## [EXTRACT PROVIDED]
--- start ---

[Paper Overview] [DRM-Workshop Homepage]
Poorvi Vora < email@example.com>,
Dave Reynolds < firstname.lastname@example.org>,
Ian Dickinson < Ian_J_Dickinson@hplb.hpl.hp.com>,
John Erickson < email@example.com>,
Dave Banks < firstname.lastname@example.org>
Publishing Systems and Solutions Lab.,
Electronic commerce and the Internet are changing the way information about customers is gathered and used. Unfortunately, most of the changes have resulted in the reduction of consumer privacy. The ease of processing, obtaining and transmitting information has made easier both trading in data as well as collating information from different sources, and information about individuals is often collected and sold without their knowledge/consent. The e ase of breaking into data stores and wiretapping has reduced the security of stored and transmitted information. Transfer of data from one location to another with different laws complicates the privacy problem further. There is an increasing awareness among consumers about privacy violations, and, with it, an increasing resistance to go along with the privacy dilution. This is making the legal position of the data collector extremely fragile.
The potential of e-commerce in digital assets makes the privacy problem even more acute. Electronic tracking and user authentication make the gathering of extremely granular, personally-identifiable digital asset usage information a simple task, and increase the legal liability of the data collector. In particular, those who benefit from the collection of this information, as well as those who depend on the collection of this information to prevent contract circumvention and thus determine fraudulent use of digital assets, are vulnerable. It is not necessary to compromise consumer privacy to prevent fraud, and, to be successful, DRM systems and frameworks should not assume it is.

--- end ---

## [SET OF TASKS]
(1) Transcribe the passage on consumer privacy between "The potential of" and "assume it is.", inclusive.
(2) Answer these questions using the passage on consumer privacy:
(a) According to the passage, what has made it easier both to trade in data and to collate information from different sources?
(b) What does the passage say complicates the privacy problem further?
(c) What does the passage state that DRM systems and frameworks should not assume if they are to be successful?
(3) Write the next part of the passage on consumer privacy, picking up after its final sentence.

## [SUPPLIED MATERIAL]

--- start ---

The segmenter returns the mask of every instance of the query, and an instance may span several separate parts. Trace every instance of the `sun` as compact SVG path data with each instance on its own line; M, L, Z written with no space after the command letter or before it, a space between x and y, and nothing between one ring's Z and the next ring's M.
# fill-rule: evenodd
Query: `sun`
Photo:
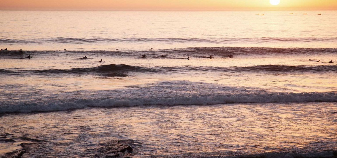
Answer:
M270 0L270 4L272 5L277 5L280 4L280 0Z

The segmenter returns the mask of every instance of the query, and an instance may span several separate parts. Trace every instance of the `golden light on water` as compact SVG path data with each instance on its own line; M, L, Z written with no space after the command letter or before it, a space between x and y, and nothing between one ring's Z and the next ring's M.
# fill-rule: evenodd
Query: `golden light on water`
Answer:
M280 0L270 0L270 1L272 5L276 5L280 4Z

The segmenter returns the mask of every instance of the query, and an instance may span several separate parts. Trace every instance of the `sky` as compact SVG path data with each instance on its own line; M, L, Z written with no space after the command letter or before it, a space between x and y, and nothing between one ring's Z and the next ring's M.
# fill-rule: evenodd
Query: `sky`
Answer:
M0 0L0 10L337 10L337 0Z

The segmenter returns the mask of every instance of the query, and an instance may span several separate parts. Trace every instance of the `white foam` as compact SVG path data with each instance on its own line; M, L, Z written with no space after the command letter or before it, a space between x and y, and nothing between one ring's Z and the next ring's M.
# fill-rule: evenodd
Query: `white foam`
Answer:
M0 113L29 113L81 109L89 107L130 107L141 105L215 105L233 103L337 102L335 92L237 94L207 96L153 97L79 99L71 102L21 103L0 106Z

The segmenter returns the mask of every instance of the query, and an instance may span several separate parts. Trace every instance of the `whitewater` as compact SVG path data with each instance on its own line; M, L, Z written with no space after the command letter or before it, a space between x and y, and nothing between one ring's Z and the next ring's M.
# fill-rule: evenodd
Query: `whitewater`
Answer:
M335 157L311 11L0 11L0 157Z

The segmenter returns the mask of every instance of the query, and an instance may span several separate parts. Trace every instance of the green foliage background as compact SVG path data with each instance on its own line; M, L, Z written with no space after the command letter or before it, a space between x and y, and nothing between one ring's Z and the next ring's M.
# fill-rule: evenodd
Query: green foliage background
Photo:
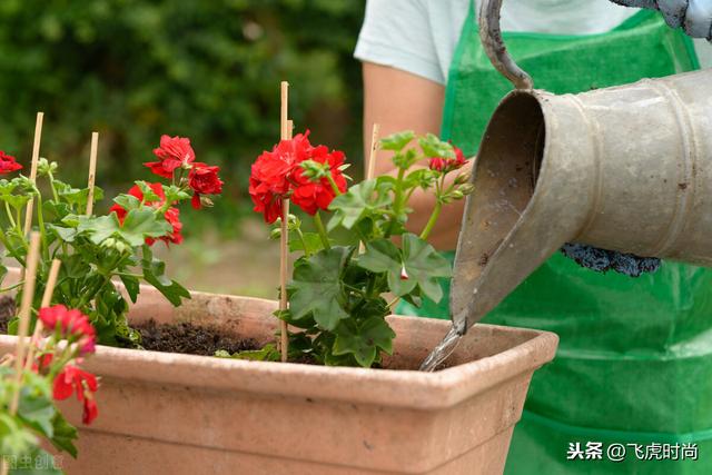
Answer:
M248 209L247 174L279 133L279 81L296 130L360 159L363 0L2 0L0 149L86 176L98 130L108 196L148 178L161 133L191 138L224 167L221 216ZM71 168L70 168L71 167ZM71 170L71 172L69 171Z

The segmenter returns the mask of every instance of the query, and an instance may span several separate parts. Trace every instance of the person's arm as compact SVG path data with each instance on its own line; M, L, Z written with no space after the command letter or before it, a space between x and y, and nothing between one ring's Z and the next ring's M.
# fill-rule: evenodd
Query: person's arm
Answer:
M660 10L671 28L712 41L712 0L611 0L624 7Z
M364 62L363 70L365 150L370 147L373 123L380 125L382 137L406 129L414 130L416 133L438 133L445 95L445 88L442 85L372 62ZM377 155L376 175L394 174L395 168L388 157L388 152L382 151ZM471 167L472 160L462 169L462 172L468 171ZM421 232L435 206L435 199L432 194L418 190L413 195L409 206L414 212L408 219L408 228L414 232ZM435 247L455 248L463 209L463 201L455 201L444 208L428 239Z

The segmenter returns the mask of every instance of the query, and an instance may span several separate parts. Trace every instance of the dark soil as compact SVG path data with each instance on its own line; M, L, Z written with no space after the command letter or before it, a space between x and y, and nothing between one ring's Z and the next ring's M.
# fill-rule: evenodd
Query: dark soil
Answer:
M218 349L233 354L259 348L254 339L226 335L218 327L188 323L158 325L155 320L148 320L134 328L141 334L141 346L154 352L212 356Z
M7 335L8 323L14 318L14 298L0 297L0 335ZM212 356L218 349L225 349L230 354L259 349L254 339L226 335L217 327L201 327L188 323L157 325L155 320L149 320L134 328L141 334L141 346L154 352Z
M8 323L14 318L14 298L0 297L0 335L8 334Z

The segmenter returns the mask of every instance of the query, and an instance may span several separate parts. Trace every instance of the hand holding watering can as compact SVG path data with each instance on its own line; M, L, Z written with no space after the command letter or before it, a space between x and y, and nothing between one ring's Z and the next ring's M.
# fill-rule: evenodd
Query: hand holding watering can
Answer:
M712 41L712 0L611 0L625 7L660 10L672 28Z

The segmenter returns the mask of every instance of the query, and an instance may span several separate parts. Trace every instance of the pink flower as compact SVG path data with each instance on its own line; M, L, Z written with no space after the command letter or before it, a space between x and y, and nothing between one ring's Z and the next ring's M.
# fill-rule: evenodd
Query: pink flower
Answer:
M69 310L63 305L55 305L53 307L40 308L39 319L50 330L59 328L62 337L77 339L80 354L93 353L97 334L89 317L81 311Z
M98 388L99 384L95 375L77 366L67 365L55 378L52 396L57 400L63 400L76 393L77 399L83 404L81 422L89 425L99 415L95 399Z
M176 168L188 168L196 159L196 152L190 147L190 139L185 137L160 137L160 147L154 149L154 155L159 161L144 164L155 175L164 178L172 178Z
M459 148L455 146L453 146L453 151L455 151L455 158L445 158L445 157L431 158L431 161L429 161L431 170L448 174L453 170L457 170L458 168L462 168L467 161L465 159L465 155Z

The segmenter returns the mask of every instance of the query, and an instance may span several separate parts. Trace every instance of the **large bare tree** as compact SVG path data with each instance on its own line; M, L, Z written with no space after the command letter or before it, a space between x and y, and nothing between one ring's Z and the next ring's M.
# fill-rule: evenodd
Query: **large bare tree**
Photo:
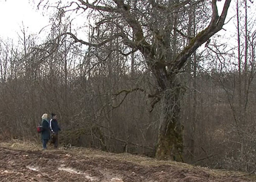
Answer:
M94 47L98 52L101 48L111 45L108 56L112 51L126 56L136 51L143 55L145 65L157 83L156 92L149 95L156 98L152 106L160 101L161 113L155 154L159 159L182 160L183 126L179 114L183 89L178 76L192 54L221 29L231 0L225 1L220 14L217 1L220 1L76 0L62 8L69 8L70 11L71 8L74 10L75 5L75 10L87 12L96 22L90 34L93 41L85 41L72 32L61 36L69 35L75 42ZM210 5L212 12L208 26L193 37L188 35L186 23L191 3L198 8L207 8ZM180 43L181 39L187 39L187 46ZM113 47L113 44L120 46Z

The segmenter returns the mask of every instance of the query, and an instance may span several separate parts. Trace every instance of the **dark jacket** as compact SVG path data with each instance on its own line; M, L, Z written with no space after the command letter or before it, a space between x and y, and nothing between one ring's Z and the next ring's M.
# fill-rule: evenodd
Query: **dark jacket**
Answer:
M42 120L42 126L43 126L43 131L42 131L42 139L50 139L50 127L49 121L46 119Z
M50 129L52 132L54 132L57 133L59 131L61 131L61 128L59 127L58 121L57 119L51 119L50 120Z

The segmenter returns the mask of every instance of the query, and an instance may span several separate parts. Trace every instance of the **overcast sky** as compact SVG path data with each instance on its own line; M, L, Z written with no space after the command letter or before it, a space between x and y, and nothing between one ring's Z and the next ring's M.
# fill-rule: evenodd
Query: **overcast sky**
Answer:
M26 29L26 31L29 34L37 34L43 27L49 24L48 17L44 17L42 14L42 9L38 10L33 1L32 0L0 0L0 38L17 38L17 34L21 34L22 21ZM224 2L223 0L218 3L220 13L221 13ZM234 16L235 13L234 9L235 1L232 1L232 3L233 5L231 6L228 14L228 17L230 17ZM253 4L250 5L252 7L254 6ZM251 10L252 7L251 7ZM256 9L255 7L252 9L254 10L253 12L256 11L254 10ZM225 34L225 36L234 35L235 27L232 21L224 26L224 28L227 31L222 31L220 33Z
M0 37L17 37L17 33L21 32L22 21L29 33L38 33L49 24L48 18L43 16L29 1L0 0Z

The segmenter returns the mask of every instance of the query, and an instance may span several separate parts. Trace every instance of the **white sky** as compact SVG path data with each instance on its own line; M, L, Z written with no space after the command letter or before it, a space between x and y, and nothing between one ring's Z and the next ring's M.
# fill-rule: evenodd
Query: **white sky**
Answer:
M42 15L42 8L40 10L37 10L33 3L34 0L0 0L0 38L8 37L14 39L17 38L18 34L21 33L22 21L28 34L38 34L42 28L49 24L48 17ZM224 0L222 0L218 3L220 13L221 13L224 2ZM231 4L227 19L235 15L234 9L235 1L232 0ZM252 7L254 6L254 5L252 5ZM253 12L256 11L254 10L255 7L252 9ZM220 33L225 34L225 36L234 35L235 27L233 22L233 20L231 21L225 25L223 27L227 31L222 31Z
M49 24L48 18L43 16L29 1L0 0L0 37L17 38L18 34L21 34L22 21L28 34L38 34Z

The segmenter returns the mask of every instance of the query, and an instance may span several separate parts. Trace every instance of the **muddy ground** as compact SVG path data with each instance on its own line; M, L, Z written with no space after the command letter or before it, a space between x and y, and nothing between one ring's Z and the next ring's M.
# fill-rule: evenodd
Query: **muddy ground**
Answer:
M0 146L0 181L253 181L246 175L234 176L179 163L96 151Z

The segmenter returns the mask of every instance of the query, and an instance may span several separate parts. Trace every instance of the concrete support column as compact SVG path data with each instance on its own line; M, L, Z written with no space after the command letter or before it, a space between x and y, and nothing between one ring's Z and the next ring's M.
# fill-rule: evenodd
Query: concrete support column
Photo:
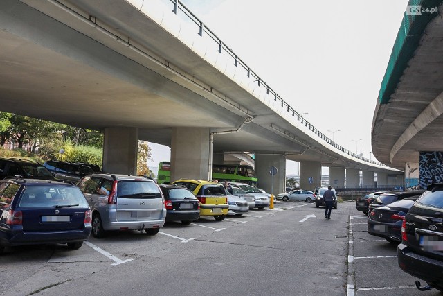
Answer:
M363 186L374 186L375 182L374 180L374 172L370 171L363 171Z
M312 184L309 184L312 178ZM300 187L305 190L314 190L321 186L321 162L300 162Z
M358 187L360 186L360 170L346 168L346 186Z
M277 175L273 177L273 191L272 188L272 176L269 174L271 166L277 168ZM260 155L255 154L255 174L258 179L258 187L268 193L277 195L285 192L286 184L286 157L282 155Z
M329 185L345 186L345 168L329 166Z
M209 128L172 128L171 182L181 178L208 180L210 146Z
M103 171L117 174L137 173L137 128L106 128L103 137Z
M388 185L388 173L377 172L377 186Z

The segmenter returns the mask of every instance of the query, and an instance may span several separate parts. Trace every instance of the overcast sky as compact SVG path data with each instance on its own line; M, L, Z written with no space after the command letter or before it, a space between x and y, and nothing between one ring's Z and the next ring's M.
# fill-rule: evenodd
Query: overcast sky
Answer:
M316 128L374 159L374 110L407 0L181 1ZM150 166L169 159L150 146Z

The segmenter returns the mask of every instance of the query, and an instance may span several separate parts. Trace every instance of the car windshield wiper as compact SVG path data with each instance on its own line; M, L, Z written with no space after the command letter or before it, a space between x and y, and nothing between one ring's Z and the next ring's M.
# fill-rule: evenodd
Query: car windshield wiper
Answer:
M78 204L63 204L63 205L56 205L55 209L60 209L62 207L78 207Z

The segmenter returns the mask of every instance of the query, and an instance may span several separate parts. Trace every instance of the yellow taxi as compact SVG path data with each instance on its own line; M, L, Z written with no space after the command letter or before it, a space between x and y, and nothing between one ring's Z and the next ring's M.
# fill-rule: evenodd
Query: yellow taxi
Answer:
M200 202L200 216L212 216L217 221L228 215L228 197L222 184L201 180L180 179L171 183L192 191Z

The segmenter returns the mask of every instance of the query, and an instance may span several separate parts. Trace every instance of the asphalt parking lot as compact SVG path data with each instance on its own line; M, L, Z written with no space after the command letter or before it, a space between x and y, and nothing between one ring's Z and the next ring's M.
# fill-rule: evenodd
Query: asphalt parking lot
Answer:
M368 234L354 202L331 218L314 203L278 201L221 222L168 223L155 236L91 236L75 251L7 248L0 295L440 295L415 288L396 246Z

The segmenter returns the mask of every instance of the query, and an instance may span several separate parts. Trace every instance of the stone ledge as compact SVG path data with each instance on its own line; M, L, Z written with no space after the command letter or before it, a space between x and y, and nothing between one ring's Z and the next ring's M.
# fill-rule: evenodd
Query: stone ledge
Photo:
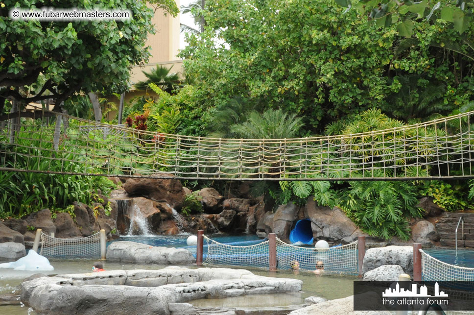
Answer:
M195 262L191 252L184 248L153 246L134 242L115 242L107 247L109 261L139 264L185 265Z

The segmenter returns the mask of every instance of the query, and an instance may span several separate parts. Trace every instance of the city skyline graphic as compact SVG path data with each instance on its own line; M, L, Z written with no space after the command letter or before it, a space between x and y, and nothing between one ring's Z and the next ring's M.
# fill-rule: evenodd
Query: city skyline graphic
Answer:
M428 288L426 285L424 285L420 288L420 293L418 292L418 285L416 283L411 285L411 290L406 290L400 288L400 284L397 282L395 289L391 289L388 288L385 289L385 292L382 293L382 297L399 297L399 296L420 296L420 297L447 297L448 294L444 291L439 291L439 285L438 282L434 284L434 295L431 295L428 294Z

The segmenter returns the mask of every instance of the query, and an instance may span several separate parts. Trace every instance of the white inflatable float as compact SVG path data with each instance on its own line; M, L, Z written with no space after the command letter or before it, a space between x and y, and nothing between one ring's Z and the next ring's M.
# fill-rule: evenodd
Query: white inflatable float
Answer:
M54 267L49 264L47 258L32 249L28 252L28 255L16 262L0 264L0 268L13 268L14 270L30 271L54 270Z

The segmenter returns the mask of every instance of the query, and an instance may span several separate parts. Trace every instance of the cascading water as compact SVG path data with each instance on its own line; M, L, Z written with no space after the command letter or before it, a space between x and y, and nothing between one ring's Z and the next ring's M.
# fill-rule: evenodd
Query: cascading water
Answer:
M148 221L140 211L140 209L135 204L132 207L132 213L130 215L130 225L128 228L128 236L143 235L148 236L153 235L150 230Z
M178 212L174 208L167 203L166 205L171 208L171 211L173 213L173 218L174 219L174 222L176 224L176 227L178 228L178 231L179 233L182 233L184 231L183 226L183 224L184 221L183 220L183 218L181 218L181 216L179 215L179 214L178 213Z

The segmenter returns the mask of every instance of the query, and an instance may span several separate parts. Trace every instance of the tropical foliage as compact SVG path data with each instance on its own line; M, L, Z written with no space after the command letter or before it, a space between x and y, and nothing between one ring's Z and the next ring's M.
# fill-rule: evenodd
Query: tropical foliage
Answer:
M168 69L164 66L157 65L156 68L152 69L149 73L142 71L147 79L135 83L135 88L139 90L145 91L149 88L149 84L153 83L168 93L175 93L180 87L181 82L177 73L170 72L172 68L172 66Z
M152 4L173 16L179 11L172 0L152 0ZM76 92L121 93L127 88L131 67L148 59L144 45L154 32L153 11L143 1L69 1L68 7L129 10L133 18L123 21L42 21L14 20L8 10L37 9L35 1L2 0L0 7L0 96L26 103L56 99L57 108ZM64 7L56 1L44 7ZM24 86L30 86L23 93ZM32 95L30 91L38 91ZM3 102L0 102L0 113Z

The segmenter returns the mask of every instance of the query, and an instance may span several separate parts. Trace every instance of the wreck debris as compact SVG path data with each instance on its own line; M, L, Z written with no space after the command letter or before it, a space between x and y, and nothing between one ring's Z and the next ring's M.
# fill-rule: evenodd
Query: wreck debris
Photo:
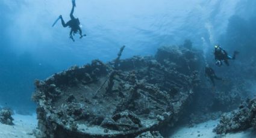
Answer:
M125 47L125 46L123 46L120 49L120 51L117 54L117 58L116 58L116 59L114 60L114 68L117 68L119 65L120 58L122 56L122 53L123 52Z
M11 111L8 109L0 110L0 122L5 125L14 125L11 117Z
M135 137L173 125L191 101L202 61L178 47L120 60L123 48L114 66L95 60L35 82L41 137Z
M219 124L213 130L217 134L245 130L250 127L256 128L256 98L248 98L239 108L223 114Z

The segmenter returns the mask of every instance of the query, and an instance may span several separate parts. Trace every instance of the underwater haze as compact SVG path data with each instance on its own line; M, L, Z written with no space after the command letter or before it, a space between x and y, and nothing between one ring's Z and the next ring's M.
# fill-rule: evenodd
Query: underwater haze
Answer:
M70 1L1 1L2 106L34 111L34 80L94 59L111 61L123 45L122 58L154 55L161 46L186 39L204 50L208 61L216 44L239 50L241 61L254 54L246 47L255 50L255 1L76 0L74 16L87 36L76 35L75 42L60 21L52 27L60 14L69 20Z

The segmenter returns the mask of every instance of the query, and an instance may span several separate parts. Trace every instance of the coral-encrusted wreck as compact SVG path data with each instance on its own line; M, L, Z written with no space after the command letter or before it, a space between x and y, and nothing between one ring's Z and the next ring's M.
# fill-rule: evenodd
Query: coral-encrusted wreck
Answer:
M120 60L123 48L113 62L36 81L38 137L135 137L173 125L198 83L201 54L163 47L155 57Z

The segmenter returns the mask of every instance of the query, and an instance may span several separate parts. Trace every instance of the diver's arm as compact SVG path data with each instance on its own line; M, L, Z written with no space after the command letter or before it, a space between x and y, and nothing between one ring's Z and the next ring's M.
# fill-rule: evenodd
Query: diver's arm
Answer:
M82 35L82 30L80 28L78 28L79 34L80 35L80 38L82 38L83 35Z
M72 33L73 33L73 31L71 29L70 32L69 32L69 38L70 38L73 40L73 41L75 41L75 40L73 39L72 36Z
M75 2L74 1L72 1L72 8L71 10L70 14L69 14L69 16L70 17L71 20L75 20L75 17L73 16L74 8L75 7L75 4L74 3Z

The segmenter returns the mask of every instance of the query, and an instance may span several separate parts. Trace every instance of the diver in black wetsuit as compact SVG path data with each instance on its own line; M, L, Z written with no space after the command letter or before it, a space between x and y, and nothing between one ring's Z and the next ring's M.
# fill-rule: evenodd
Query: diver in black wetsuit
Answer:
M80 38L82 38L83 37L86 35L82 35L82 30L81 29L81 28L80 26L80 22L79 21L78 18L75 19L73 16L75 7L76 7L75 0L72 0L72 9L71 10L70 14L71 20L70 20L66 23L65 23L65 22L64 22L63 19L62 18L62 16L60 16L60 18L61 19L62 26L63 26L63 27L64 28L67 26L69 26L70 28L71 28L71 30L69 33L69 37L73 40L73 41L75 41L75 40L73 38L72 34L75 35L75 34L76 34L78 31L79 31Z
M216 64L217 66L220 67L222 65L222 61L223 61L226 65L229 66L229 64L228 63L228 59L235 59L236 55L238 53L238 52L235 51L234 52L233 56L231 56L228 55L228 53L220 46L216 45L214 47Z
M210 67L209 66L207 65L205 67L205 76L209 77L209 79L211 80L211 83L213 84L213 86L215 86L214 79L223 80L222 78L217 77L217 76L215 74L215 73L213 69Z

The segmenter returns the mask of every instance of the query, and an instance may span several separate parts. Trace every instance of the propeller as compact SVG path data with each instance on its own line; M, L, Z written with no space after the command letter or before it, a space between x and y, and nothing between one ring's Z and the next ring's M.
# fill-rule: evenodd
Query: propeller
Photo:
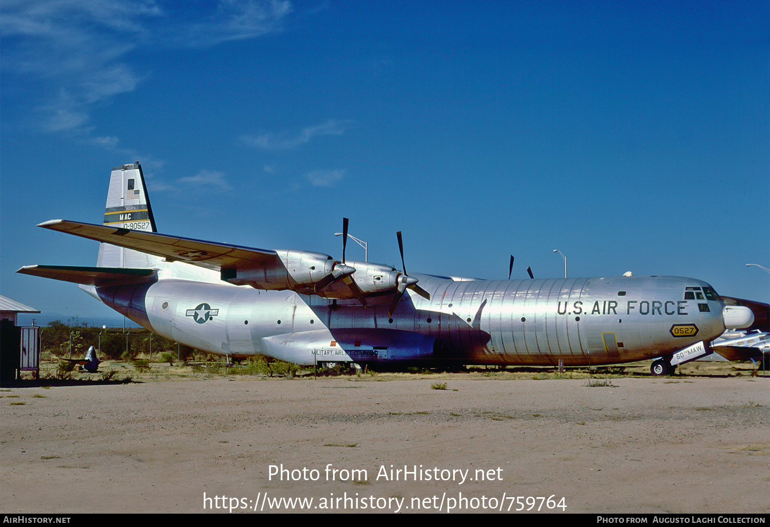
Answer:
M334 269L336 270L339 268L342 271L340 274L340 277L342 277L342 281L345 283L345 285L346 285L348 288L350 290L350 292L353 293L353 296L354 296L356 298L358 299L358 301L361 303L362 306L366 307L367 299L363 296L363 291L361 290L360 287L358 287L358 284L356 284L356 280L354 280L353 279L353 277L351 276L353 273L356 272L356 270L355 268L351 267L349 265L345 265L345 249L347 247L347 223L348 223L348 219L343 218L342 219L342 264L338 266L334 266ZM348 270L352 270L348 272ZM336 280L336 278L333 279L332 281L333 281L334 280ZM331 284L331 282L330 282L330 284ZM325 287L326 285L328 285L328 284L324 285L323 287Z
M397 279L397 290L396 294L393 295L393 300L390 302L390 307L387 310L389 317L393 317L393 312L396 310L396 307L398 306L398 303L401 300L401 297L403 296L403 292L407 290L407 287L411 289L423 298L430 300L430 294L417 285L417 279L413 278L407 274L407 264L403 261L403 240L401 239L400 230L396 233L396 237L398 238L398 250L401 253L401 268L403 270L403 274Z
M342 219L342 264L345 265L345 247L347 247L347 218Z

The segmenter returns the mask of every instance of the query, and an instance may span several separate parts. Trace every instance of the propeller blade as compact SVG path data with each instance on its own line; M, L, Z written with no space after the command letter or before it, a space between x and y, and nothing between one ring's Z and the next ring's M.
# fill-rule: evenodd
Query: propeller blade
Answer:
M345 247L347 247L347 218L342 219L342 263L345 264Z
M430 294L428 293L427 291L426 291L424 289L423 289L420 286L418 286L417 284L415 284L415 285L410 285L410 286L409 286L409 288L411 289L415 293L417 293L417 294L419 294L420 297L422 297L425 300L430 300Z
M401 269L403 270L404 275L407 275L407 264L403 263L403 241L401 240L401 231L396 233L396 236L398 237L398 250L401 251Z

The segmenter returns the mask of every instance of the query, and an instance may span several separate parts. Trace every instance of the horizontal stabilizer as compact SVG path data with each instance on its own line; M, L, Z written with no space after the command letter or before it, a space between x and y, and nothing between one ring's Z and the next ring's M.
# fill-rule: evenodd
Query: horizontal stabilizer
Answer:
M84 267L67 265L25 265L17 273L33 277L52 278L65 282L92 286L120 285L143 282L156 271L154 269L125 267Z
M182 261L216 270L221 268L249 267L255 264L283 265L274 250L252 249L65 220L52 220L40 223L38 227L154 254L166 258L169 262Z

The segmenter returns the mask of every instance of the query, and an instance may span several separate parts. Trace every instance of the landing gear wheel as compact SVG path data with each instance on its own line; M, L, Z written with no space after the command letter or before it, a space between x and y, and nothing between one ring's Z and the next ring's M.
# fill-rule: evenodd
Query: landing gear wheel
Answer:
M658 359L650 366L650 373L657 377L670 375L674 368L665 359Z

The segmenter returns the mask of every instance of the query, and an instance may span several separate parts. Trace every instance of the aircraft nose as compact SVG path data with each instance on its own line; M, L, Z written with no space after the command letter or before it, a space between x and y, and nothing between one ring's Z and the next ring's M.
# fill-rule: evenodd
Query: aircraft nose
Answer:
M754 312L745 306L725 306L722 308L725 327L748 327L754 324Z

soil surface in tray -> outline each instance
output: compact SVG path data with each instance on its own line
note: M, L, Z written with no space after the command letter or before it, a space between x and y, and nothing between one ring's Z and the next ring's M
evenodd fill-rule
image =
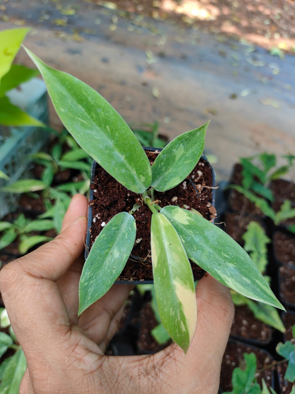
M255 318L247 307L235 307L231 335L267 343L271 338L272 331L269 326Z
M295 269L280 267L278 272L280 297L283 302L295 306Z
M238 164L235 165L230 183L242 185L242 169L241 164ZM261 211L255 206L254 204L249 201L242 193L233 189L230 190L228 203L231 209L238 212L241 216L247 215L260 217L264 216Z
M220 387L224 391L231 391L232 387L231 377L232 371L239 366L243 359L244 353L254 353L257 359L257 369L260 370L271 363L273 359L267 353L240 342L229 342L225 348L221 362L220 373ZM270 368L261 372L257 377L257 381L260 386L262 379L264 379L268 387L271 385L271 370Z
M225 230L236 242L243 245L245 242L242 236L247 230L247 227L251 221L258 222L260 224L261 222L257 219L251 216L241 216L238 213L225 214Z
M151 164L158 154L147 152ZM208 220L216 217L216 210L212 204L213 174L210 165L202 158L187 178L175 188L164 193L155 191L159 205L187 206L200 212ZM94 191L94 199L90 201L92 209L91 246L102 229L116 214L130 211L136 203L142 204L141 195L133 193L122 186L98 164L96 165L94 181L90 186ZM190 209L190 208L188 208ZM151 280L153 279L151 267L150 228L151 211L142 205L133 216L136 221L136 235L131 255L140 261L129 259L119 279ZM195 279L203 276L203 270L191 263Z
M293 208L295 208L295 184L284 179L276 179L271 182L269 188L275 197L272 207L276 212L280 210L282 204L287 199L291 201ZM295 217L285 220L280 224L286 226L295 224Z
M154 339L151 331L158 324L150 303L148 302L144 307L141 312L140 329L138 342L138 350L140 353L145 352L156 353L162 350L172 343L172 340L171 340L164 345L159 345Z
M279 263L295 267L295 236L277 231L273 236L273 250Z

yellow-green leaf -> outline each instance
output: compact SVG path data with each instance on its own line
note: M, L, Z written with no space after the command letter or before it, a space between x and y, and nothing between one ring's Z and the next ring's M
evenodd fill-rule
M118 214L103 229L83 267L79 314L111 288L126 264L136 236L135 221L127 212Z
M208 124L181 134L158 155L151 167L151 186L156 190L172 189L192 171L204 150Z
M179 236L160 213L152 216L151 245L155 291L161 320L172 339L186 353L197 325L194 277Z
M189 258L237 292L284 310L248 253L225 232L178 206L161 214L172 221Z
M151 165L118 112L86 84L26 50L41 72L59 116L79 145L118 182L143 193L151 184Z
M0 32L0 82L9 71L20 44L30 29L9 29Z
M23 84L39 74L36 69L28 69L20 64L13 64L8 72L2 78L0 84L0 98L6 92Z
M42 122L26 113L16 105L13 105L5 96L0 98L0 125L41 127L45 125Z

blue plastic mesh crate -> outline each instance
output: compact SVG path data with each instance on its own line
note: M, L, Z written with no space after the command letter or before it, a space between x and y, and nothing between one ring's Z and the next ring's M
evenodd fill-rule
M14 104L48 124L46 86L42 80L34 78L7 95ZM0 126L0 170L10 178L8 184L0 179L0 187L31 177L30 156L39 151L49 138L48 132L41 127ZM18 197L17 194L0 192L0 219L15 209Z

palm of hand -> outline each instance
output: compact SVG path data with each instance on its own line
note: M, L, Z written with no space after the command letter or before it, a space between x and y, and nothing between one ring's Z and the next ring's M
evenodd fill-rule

--- end ---

## [RESULTS OF THE EXERCISE]
(1)
The potential of e-commerce in digital assets makes the privacy problem even more acute. Electronic tracking and user authentication make the gathering of extremely granular, personally-identifiable digital asset usage information a simple task, and increase the legal liability of the data collector. In particular, those who benefit from the collection of this information, as well as those who depend on the collection of this information to prevent contract circumvention and thus determine fraudulent use of digital assets, are vulnerable. It is not necessary to compromise consumer privacy to prevent fraud, and, to be successful, DRM systems and frameworks should not assume it is.

(2)
(a) The ease of processing, obtaining and transmitting information.
(b) The transfer of data from one location to another with different laws.
(c) That it is necessary to compromise consumer privacy to prevent fraud.

(3)
The class action suit against Real Networks because the Real Media Jukebox has unique identifiers for each installation and corresponding tracking potential , and the tremendous negative publicity due to Intel for unique numerical identities to individual Pentium processors , are simply first examples of the impact of privacy concerns. A number of the attempts to break the security of rights enforcement systems were initiated because of growing public awareness of being `watched' by these systems. To be freer from legal liability, and to be successful among consumers whose privacy awareness is growing dramatically, DRM systems need to protect the rights of consumers along with those of content providers. The very technology used to protect content provider rights can, and should, be used symmetrically to protect consumer privacy.
Privacy concerns are extremely important for W3C. P3P is beginning to gain positive publicity, and Microsoft , has committed to implementing tools for setting P3P preferences in the next versions of its browser. A DRM standards effort from W3C that does not address privacy will have two-fold negative impact: it will handicap the DRM standard itself, and dilute the credibility of P3P. On the other hand, including privacy in a DRM effort will enhance the case of both P3P and the DRM standard.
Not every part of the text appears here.